====== Document section
Hacker News new | past | comments | ask | show | jobs | submit login
Launch HN: SubImage (YC W25) – See your infra from an attacker's perspective
135 points by alexchantavy 28 days ago | hide | past | favorite | 31 comments
Hi HN! I’m Alex, and along with my co-founder Kunaal, we are thrilled to introduce SubImage (https://subimage.io): a tool that lets your security team fix issues before they’re found by attackers. Teams use SubImage to map their infrastructure and emulate adversary behavior. Here’s a video of how I would use it to hack our own company: https://www.youtube.com/watch?v=P_meu4_aIVA.

SubImage is our hosted offering built on top of Cartography (https://github.com/cartography-cncf/cartography), the open source security graph that we created at Lyft in 2019, originally shared on HN here: https://news.ycombinator.com/item?id=19517977. You can think of us as an open-core Wiz alternative.

In 2016, I worked on Microsoft’s Azure Red Team, where we built an infra mapping service to find the shortest paths to exploit our targets. We were so effective that the Blue Team wanted it too. In 2019, I joined Lyft, where we applied the same ideas to AWS and beyond, helping build and open-source Cartography. Over the past six years, it’s been incredible to grow the community and see over 70 companies (that I know of) use it.

Kunaal and I first worked closely together in 2020 when we helped bootstrap Lyft’s vulnerability management program and used Cartography as its backbone: https://eng.lyft.com/vulnerability-management-at-lyft-enforc.... This is actually where the name SubImage comes from: Lyft services are made up of one or more “SubImages”, and modeling this properly was such a memorable engineering challenge that we decided to name our company after it.
============
→ Study questions:
- a) According to the SubImage launch post, in what year was Cartography created at Lyft?
- b) In one to three sentences, explain why the founders named their company SubImage, as the SubImage launch post states.
- c) Continue the SubImage launch post from the point where it stops.
====== Extracted records
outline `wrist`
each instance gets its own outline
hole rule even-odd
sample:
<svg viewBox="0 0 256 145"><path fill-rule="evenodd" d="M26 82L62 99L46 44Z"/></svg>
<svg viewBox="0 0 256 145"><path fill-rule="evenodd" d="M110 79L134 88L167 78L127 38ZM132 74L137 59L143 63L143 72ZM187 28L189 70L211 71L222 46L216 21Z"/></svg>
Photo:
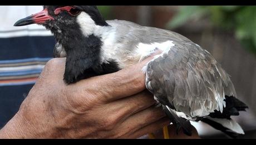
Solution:
<svg viewBox="0 0 256 145"><path fill-rule="evenodd" d="M24 123L22 116L18 113L16 113L4 127L0 130L0 138L26 138L27 131L29 128L26 127Z"/></svg>

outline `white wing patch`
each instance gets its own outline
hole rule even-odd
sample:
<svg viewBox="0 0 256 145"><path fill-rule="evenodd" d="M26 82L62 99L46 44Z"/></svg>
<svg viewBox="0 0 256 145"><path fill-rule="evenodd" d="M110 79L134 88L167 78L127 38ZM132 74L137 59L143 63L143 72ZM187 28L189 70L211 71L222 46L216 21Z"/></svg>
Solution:
<svg viewBox="0 0 256 145"><path fill-rule="evenodd" d="M244 132L241 126L237 122L232 119L228 120L225 118L214 118L209 116L206 116L205 118L221 124L223 126L229 128L235 133L244 134Z"/></svg>
<svg viewBox="0 0 256 145"><path fill-rule="evenodd" d="M141 55L139 60L140 62L146 57L151 55L157 49L161 51L162 53L160 54L155 56L154 59L160 56L163 57L163 55L164 54L168 53L170 49L175 44L173 41L167 41L161 43L154 43L149 44L140 43L136 46L137 49L136 51L137 54Z"/></svg>

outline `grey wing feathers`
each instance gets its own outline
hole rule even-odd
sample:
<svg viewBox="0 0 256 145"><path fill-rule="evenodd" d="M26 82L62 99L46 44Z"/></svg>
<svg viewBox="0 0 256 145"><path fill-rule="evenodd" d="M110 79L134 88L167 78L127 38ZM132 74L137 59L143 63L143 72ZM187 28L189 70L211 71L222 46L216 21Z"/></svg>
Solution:
<svg viewBox="0 0 256 145"><path fill-rule="evenodd" d="M225 95L235 96L229 75L198 45L174 43L168 54L149 63L147 88L160 102L191 117L222 112Z"/></svg>

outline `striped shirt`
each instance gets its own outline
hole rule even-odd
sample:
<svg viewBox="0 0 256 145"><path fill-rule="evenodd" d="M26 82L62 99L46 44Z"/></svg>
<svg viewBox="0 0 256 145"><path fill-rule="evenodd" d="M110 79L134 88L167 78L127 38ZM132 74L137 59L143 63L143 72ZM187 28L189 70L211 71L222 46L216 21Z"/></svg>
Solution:
<svg viewBox="0 0 256 145"><path fill-rule="evenodd" d="M21 18L42 10L42 6L0 6L0 128L15 115L52 58L54 38L36 24L14 27Z"/></svg>

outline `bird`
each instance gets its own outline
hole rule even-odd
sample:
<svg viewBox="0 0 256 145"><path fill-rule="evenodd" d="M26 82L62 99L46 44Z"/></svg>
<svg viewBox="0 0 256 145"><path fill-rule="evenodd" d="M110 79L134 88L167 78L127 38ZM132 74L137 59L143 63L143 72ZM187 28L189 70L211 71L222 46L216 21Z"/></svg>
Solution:
<svg viewBox="0 0 256 145"><path fill-rule="evenodd" d="M67 85L118 71L159 51L141 71L147 90L177 133L182 130L191 136L190 121L202 121L233 138L244 134L231 116L248 107L237 97L230 76L210 53L185 37L129 21L105 20L96 6L43 6L14 25L32 24L54 35L54 57L66 58Z"/></svg>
============
→ Responses by task:
- a) 2019

- b) Lyft services are made up of one or more "SubImages." Modeling this properly was such a memorable engineering challenge that the founders named their company after it.

- c)
Cartography pulls metadata from multiple sources -- SaaS, cloud service providers, a company’s internal services -- and writes it to a graph database. This simple technique is incredibly powerful in modeling otherwise unseen misconfigurations and attack paths in areas like access permissions, networking, and software vulnerabilities.

SubImage picks up where Cartography leaves off: it’s a fully-hosted solution that provides specific recommendations for the problems it finds. The fix-action depends on company size: small teams might run AWS CLI commands, while larger orgs require automated infrastructure-as-code pull requests.

Here’s a video demo showing how we can use SubImage to understand and take action if our Stripe API key is unexpectedly used: https://www.youtube.com/watch?v=RBCr35hb5Hk.

SubImage also provides a natural language interface to quickly answer questions about our infra: https://imgur.com/a/subimage-natural-language-interface-quer....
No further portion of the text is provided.